Doughty’s lyrics often don’t make any sense ( “Nuggets and the heliotropes, I go:/party games and ocean liners”???) but coming from his background in stream-of-consciousness songwriting with Soul Coughing it’s understandable and never takes away from the enjoyment of “Golden Delicious” one bit.
Almost every song on the album will pull you out of your chair and make you want to dance or sing along.
The album does kind of slow down a bit near the end, but if anything it will just be a chance to relax your face from smiling so much.
— Charlie Owen, High Life writer
“Real Emotional Trash”
Stephen Malkmus & The Jicks
3 stars of 5
Stephen Malkmus has held a special place in the heart of hipsters since Pavement records first started sputtering ironic, elusive lyrics almost two decades ago.

EXTRACTED INFORMATION:
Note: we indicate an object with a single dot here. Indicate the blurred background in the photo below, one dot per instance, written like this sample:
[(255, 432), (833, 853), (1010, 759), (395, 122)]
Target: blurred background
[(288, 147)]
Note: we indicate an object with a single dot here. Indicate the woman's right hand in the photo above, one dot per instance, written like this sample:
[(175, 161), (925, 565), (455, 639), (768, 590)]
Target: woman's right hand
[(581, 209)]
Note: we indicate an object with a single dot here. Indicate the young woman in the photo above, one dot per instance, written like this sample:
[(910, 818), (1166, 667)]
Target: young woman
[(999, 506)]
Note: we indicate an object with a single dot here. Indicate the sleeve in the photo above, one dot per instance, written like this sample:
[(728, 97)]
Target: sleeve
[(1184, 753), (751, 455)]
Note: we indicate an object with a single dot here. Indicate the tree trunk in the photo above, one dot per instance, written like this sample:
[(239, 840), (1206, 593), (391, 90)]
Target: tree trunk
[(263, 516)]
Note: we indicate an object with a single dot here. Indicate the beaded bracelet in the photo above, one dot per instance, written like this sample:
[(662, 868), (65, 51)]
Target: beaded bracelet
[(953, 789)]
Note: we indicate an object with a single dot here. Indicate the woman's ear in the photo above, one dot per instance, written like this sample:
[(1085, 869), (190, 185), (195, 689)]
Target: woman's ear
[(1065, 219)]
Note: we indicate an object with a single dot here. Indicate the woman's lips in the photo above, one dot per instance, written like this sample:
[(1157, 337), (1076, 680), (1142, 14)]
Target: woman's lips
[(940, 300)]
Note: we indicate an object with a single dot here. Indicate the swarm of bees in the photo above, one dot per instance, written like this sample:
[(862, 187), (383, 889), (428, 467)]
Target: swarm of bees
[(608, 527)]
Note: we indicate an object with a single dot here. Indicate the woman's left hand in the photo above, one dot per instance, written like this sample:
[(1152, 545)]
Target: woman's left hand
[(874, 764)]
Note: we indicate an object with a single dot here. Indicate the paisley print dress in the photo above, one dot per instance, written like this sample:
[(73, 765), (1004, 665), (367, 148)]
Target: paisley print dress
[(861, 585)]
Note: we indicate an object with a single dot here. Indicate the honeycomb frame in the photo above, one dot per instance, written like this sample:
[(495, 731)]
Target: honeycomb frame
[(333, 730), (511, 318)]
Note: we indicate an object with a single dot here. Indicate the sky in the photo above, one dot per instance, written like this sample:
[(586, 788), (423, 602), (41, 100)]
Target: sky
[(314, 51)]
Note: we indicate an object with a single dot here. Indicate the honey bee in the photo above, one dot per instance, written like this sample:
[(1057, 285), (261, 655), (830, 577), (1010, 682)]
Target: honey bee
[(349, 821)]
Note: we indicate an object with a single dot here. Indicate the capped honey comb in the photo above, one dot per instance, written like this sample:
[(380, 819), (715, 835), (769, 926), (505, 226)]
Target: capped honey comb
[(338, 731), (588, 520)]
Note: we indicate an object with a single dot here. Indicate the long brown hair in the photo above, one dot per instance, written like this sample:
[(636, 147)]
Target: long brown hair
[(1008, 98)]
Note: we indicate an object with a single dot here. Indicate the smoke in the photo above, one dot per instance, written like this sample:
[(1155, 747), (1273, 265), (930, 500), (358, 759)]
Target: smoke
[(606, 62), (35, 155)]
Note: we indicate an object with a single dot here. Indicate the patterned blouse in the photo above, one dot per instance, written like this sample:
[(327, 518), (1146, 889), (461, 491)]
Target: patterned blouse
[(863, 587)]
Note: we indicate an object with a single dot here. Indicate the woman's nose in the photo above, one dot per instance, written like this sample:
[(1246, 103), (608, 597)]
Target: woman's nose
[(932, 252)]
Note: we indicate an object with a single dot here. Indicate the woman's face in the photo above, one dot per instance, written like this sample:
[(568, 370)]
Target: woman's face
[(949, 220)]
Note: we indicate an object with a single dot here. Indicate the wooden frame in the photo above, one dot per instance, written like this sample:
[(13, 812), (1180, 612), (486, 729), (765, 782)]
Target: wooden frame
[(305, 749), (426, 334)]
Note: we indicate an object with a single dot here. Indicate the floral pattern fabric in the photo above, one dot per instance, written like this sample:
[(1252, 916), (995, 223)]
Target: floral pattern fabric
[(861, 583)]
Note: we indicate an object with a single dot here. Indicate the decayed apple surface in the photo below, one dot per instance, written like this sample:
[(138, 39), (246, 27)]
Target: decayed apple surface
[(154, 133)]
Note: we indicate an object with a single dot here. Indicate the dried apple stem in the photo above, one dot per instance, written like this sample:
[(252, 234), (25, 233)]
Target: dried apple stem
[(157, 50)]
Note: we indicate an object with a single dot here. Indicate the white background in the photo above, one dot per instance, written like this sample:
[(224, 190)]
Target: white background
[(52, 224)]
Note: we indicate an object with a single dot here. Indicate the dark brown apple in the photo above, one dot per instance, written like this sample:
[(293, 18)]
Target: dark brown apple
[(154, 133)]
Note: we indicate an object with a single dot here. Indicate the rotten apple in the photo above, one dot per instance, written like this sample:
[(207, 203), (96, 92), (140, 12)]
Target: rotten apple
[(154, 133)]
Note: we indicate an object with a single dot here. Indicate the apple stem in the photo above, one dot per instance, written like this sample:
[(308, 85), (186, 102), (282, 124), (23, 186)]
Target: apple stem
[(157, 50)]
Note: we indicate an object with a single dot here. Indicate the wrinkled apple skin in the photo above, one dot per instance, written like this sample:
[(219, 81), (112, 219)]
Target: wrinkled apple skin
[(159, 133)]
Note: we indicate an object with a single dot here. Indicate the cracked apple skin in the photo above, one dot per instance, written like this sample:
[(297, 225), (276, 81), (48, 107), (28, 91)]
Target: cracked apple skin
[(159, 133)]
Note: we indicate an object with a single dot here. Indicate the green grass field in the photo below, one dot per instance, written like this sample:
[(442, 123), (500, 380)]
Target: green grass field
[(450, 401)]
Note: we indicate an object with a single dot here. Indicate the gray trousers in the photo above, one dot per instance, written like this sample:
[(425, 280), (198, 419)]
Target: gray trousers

COMPLETE THE FOLLOWING:
A - List every band or musical act named in the album reviews.
B - Resume the album reviews after their last sentence.
The lines have no connection to the album reviews.

RESPONSES:
A -
Soul Coughing
Stephen Malkmus & The Jicks
Pavement

B -
With the release of Malkmus’ fourth solo album, “Real Emotional Trash,” he might have endeared himself to a new fan base: psychedelic hippies.
On the album’s title track it wouldn’t be hard to picture tie-dyed Phish fans noodling barefoot at a summer concert series to 10-minute jams. Malkmus’ writing never really made much sense, but fans listening to college rock stations in dorm rooms, circa 1994, nodded along anyway.
“Real Emotional Trash” takes the farcical writing to another level, but despite his critical acclaim and devoted fan base, Malkmus never seems to need to be taken seriously.
In the album’s opening line, he writes, “Of all my stoned digressions / Some have mutated into the truth / Not a spoof.”
It’s a fine moment of clarity, but for the following hour, there’s no telling what Malkmus’ stoned digressions actually mean.
— Mike McCollum, Steamboat Pilot & Today
“IV”
Chatham County Line
4 stars of 5
North Carolina bluegrass quartet Chatham County Line is better at marrying the old and the new than just about any other band that includes a banjo. On “IV,” lead songwriter Dave Wilson puts together a set that catches the elaborate picking of old-time music, the melancholy of a country ballad, the conscious laboring of a great soul tune and the steady tilt of a rockabilly rager.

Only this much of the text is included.